↓

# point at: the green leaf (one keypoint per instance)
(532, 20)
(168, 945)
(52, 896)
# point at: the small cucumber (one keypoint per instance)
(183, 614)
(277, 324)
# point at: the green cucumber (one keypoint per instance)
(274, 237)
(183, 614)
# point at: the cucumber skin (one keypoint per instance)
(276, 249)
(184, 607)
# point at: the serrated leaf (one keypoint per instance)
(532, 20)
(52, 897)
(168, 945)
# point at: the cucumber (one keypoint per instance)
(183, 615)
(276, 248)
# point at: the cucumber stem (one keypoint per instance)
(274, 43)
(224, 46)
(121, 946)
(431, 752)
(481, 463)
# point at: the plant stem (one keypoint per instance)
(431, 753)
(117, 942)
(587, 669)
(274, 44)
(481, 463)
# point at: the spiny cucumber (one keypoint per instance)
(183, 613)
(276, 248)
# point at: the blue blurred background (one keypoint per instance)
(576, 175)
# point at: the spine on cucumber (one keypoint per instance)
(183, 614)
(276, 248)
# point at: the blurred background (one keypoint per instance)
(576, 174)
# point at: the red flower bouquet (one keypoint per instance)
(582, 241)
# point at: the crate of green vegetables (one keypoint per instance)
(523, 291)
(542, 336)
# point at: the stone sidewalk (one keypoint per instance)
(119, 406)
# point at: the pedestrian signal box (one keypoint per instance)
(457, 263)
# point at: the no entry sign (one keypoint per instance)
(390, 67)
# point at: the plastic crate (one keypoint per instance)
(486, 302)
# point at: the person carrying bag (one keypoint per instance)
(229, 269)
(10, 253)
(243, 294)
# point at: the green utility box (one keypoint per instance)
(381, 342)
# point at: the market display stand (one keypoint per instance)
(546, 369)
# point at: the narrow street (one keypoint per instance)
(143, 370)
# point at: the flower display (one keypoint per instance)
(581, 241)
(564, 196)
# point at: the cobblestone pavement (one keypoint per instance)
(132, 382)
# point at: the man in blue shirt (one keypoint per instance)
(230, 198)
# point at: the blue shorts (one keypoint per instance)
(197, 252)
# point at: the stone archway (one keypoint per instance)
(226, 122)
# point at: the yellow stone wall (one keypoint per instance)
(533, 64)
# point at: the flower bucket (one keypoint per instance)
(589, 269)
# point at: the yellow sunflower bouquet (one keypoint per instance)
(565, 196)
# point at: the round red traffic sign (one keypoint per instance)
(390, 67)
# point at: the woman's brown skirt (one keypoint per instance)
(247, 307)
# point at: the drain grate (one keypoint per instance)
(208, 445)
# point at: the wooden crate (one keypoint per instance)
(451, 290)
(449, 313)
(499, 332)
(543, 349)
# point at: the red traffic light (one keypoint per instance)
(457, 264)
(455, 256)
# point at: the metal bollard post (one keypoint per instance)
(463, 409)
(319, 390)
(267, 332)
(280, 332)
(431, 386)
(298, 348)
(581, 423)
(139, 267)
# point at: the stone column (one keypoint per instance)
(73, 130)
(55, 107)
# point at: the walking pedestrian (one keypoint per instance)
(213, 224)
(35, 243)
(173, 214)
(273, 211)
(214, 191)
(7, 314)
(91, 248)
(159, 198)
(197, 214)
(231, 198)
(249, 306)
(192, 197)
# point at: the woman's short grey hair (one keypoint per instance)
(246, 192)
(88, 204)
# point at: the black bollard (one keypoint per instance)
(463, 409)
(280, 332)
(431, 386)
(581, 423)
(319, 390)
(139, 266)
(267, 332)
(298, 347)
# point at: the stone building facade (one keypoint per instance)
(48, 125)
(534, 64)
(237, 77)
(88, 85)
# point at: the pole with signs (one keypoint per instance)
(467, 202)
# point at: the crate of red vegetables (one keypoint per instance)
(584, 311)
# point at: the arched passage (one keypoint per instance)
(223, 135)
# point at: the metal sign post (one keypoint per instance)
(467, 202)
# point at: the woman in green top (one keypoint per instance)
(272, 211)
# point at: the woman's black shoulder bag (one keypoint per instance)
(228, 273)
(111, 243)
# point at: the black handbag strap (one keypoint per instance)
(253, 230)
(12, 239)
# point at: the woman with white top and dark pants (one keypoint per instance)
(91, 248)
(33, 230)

↑

## Aim of the exercise
Output the records in full, keeping them exactly as they are.

## Solution to this exercise
# point at: the green leaf (one keypoint per instance)
(532, 20)
(168, 945)
(52, 896)
# point at: the small cucumber (one keypoint per instance)
(183, 614)
(277, 324)
# point at: the green cucumber (one keypoint per instance)
(274, 237)
(183, 614)
# point at: the cucumber skin (one keypoint per instance)
(276, 249)
(184, 607)
# point at: the serrated leaf (one keypoint per instance)
(532, 20)
(52, 897)
(168, 945)
# point at: the cucumber (one keypoint per instance)
(183, 615)
(276, 248)
# point at: the cucumber stem (one keypoint per instance)
(274, 43)
(224, 46)
(121, 946)
(431, 752)
(481, 463)
# point at: the plant stem (one keypoint per instance)
(431, 753)
(117, 942)
(587, 669)
(274, 44)
(481, 463)
# point at: the spiny cucumber (one keypoint per instance)
(183, 613)
(276, 248)
# point at: the blue blurred background (one keypoint per instance)
(576, 175)
# point at: the spine on cucumber (one keypoint per instance)
(183, 614)
(276, 248)
# point at: the blurred background (one keypoint per instance)
(576, 174)
# point at: the red flower bouquet (one keypoint per instance)
(582, 241)
# point at: the crate of green vegetables (one keypoint per instance)
(523, 291)
(542, 336)
# point at: the stone sidewalk (one keypoint per instance)
(119, 406)
# point at: the pedestrian signal box (one keypoint per instance)
(457, 263)
# point at: the no entry sign (one keypoint per instance)
(390, 67)
# point at: the plastic crate (one keypoint per instance)
(486, 302)
# point at: the person carrying bag (one keypoint per instance)
(229, 269)
(10, 253)
(243, 294)
# point at: the green utility box (one keypoint per instance)
(381, 342)
# point at: the market display stand (one keypoint per instance)
(546, 369)
# point at: the narrow street (one keypoint per instance)
(143, 370)
# point at: the flower display (one keypoint per instance)
(581, 241)
(564, 196)
# point at: the cobblestone pavement (one keypoint per instance)
(132, 382)
# point at: the man in blue shirt (one keypoint per instance)
(230, 198)
# point at: the blue shorts (one keypoint per instance)
(197, 252)
# point at: the stone archway (one keypoint per instance)
(226, 122)
# point at: the yellow stone wall (one keypoint per instance)
(533, 64)
# point at: the flower bucket (one keypoint per instance)
(589, 269)
# point at: the yellow sunflower bouquet (one keypoint per instance)
(565, 196)
# point at: the round red traffic sign (one keypoint per instance)
(390, 67)
# point at: the woman's brown skirt (one keypoint per instance)
(247, 307)
# point at: the drain grate (one keypoint per instance)
(208, 445)
# point at: the wooden crate (one keypoint per instance)
(451, 290)
(449, 313)
(499, 332)
(543, 349)
# point at: the red traffic light (one keypoint per instance)
(457, 264)
(455, 256)
# point at: the metal bollard post (one keypoint per instance)
(463, 409)
(319, 390)
(267, 332)
(280, 332)
(431, 386)
(298, 348)
(581, 423)
(139, 267)
# point at: the stone column (one keypoint per instance)
(73, 130)
(55, 107)
# point at: the walking pedestrian (one keypoint per instance)
(213, 224)
(35, 243)
(173, 214)
(273, 211)
(214, 191)
(7, 314)
(91, 248)
(159, 198)
(197, 214)
(231, 198)
(249, 306)
(192, 197)
# point at: the woman's short grey hair (one keypoint per instance)
(246, 192)
(88, 204)
# point at: the black bollard (one keypoint per instance)
(463, 409)
(280, 332)
(431, 386)
(581, 423)
(319, 390)
(139, 266)
(267, 332)
(298, 347)
# point at: the stone building facade (one keypoint per instance)
(48, 125)
(534, 64)
(237, 77)
(88, 85)
# point at: the pole with signs (one keypoint per instance)
(467, 202)
# point at: the crate of red vegetables (one keypoint per instance)
(584, 311)
# point at: the arched passage (one keypoint per instance)
(223, 135)
# point at: the metal sign post (one keypoint per instance)
(467, 202)
# point at: the woman in green top (one keypoint per instance)
(272, 211)
# point at: the woman's black shoulder bag (one keypoint per instance)
(228, 273)
(111, 243)
# point at: the black handbag strap (one keypoint per instance)
(253, 230)
(12, 239)
# point at: the woman with white top and dark pants (one keypoint per instance)
(91, 248)
(33, 230)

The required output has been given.